_EXERCISE DETAILS_. Convert every line of the entries below into a JSON list of strings, one string per line, with blank lines skipped. Leave the pictures out of the result.

(Object location annotation data)
-----
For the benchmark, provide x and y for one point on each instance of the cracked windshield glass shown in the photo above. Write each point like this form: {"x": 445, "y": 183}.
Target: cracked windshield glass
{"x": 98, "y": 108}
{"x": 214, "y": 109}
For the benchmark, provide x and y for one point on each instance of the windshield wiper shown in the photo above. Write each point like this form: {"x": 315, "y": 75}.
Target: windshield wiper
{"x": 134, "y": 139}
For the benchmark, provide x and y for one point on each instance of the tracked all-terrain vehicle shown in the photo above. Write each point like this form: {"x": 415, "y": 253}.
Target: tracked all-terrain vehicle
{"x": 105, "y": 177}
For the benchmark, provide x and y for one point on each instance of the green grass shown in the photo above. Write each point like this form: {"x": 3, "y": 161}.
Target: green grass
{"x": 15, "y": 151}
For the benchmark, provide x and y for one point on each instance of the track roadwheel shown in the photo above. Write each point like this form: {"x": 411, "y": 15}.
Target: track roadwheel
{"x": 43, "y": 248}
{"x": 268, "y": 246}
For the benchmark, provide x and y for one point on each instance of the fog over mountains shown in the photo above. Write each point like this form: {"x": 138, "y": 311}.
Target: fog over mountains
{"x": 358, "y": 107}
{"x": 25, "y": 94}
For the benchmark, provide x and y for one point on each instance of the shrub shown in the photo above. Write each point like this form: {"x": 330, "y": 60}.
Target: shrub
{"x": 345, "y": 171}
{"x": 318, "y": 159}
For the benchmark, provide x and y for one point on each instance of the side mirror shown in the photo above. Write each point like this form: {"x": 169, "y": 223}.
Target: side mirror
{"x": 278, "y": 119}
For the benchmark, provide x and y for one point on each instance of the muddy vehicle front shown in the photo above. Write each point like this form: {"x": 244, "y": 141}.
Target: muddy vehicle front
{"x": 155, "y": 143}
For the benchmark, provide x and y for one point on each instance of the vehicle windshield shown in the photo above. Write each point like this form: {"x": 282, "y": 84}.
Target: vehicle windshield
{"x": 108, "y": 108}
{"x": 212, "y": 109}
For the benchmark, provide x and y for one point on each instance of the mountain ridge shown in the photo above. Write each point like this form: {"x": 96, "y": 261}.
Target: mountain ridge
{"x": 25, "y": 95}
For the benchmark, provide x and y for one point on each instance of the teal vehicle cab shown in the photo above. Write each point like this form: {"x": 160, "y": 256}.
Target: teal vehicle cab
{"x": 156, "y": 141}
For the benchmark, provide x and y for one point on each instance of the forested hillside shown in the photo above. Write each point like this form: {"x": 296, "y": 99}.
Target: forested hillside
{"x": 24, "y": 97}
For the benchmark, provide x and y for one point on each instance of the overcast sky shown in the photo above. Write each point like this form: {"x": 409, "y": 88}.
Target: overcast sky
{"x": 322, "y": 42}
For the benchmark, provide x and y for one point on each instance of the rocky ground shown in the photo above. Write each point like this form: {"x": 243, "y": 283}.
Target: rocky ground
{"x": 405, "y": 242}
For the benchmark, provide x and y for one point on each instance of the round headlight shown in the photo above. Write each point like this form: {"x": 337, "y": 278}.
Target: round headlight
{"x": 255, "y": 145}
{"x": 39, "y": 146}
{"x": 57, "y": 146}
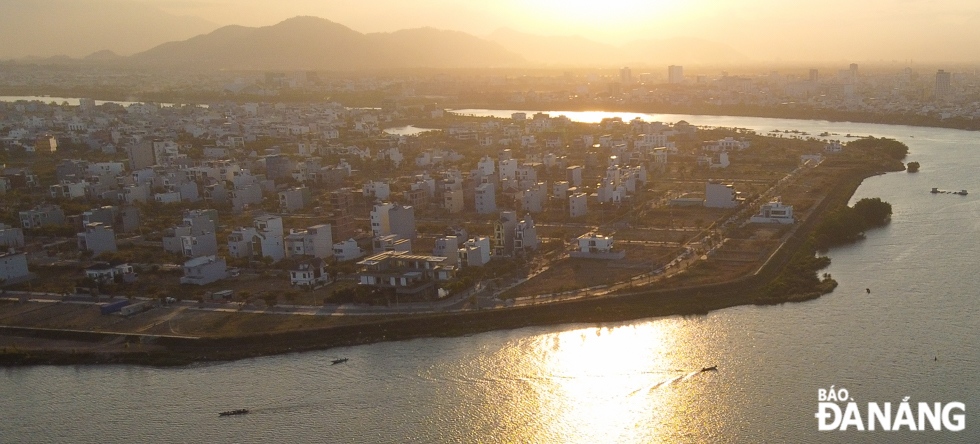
-----
_TASK RESULT_.
[
  "For the benchmark, provide x and y for one point on each instance of the cracked windshield glass shown in the photo above. Write each point like this form: {\"x\": 445, \"y\": 183}.",
  "Target: cracked windshield glass",
  "{\"x\": 98, \"y\": 108}",
  "{\"x\": 214, \"y\": 109}",
  "For the benchmark, provide x and y for one point on each instance of the windshield wiper shown in the photo above. Write each point like this form: {\"x\": 315, \"y\": 75}.",
  "Target: windshield wiper",
  "{\"x\": 134, \"y\": 139}",
  "For the benchmark, provide x and y for one point on each instance of the tracked all-terrain vehicle shown in the photo above. Write each point like this form: {\"x\": 415, \"y\": 253}.",
  "Target: tracked all-terrain vehicle",
  "{\"x\": 105, \"y\": 177}",
  "For the benchmark, provide x and y for one point on each instance of the green grass shown in the photo above. Write each point like this form: {\"x\": 3, \"y\": 161}.",
  "Target: green grass",
  "{\"x\": 15, \"y\": 151}",
  "For the benchmark, provide x and y for one point on each instance of the track roadwheel shown in the photo above. Write each point like this form: {\"x\": 411, \"y\": 15}.",
  "Target: track roadwheel",
  "{\"x\": 43, \"y\": 248}",
  "{\"x\": 268, \"y\": 246}",
  "For the benchmark, provide x and y for one point on each instance of the fog over mountains shown in the photo above. Write each point like this form: {\"x\": 138, \"y\": 311}.",
  "Target: fog over mountains",
  "{\"x\": 358, \"y\": 107}",
  "{\"x\": 25, \"y\": 94}",
  "For the benchmark, provide x and y for one point on each instance of the shrub shown in the photo above. Write each point like this form: {\"x\": 330, \"y\": 60}.",
  "Target: shrub",
  "{\"x\": 345, \"y\": 171}",
  "{\"x\": 318, \"y\": 159}",
  "For the benchmark, provide x and y for one point on each instance of the side mirror shown in the photo above. Write each point like this form: {\"x\": 169, \"y\": 223}.",
  "Target: side mirror",
  "{\"x\": 278, \"y\": 119}",
  "For the benchmark, provide x and y for one point on each instance of the muddy vehicle front shown in the photo above. Write each point like this form: {\"x\": 244, \"y\": 141}.",
  "Target: muddy vehicle front",
  "{\"x\": 155, \"y\": 143}",
  "For the benchmark, provide x and y for one point on each instance of the vehicle windshield shown in the photo above. Write each point like this form: {\"x\": 282, \"y\": 84}.",
  "Target: vehicle windshield",
  "{\"x\": 108, \"y\": 108}",
  "{\"x\": 212, \"y\": 109}",
  "For the benchmark, provide x and y for one point on each instance of the mountain ridge shown in the photo above. Write each point like this form: {\"x\": 96, \"y\": 261}.",
  "Target: mountain ridge",
  "{\"x\": 25, \"y\": 95}",
  "For the benchmark, provide x and y for one point on each instance of the teal vehicle cab shown in the photo above. Write each point like this form: {\"x\": 160, \"y\": 256}.",
  "Target: teal vehicle cab",
  "{\"x\": 156, \"y\": 141}",
  "For the benchmark, provide x and y for one point on each instance of the forested hillside shown in the photo above. Write each point like this form: {\"x\": 296, \"y\": 99}.",
  "Target: forested hillside",
  "{\"x\": 24, \"y\": 97}",
  "For the benchmark, provide x and y for one point on each instance of the overcast sky shown in the photo above. Write each point like this form: {\"x\": 409, \"y\": 88}.",
  "Target: overcast sky",
  "{\"x\": 322, \"y\": 42}",
  "For the benchmark, provide x and y for one point on each instance of the rocky ground shown in the photo above. Write each point like this form: {\"x\": 243, \"y\": 283}.",
  "Target: rocky ground",
  "{\"x\": 405, \"y\": 242}",
  "For the benchmark, provide x and y for one point on each instance of the round headlight shown in the photo above. Write each point like this form: {\"x\": 337, \"y\": 278}.",
  "Target: round headlight",
  "{\"x\": 255, \"y\": 145}",
  "{\"x\": 39, \"y\": 146}",
  "{\"x\": 57, \"y\": 146}"
]